**What the task asks**
Please filter the material below and copy out every line that contains the word "woman".

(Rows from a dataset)
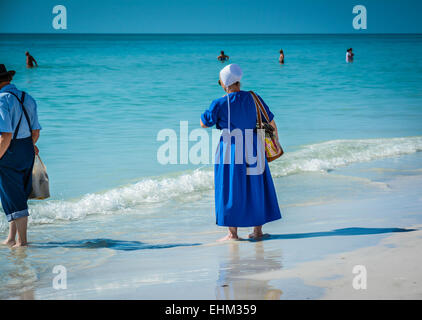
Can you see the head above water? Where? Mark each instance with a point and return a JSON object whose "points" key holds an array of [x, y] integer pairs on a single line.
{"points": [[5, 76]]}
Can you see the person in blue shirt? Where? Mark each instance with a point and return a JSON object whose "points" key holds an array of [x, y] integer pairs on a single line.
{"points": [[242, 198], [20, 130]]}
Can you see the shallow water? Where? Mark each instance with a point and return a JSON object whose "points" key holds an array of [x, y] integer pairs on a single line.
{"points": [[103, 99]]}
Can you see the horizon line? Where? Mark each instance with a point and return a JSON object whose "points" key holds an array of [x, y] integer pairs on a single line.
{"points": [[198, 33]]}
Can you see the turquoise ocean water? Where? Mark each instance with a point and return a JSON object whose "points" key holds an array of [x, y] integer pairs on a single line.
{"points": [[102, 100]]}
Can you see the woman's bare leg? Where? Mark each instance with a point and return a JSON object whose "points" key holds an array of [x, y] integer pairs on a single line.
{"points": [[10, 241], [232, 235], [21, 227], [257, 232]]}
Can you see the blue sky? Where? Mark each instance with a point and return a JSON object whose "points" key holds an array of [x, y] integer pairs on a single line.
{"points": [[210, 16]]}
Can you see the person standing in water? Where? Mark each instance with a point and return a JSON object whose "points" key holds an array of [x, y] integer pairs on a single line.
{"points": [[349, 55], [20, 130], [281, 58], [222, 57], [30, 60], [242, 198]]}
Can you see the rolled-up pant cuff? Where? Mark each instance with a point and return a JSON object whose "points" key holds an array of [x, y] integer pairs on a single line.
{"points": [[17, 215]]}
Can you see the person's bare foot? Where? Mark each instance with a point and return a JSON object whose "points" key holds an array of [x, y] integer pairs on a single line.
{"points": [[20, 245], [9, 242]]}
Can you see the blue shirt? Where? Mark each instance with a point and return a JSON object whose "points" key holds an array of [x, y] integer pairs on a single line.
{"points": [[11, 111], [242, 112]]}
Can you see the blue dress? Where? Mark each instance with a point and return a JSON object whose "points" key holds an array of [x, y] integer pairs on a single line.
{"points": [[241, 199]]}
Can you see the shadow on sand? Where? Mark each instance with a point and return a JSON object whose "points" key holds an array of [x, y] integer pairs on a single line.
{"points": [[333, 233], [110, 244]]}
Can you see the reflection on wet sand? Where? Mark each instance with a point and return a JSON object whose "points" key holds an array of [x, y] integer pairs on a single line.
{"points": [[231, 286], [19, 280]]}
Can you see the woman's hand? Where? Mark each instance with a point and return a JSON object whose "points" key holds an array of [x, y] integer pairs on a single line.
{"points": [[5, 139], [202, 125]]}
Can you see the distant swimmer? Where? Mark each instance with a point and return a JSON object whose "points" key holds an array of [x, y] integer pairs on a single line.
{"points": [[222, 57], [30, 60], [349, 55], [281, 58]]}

...

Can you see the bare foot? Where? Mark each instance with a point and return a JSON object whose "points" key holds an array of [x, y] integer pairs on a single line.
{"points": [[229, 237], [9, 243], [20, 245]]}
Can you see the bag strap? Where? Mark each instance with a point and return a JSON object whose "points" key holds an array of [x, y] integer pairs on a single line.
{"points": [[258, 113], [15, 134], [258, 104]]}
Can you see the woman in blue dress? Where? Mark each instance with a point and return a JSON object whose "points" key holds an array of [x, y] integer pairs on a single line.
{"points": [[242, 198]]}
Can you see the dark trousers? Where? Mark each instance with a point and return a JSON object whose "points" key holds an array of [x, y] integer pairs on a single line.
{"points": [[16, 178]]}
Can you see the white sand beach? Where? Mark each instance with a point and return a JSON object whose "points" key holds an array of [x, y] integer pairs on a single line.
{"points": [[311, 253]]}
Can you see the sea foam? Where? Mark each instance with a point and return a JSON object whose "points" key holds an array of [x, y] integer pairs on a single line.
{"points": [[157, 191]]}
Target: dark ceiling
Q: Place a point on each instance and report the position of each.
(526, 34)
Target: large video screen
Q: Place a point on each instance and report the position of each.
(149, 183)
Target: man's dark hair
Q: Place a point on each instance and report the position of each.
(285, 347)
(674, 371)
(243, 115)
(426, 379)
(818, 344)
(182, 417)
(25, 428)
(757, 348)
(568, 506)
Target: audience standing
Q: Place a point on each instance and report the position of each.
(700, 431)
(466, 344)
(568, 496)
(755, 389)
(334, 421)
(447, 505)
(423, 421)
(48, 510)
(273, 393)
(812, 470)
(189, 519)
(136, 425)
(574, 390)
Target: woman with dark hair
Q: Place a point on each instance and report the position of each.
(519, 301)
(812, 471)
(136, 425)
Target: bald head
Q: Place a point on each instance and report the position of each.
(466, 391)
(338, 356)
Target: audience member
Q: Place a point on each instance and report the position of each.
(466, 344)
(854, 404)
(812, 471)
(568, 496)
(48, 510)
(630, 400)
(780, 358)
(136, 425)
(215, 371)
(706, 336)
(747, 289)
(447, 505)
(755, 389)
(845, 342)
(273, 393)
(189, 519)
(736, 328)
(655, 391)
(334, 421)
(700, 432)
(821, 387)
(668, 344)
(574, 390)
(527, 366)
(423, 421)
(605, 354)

**Complete answer**
Can you see the woman's bare leg? Where? Mark each instance with a point and return a JSON object whose "points" key holds an array of [x, y] integer pairs on a single line.
Can you see the woman's hand? Where? Mark each instance with a point and return a JSON object whose "points" key holds an array of [x, y] integer pairs on a single line.
Can you see the woman in blue dress? Where? Mark each instance with a point and return a JSON object whose "points" key holds an array of [x, y] integer pairs on a single line.
Target: woman with dark hair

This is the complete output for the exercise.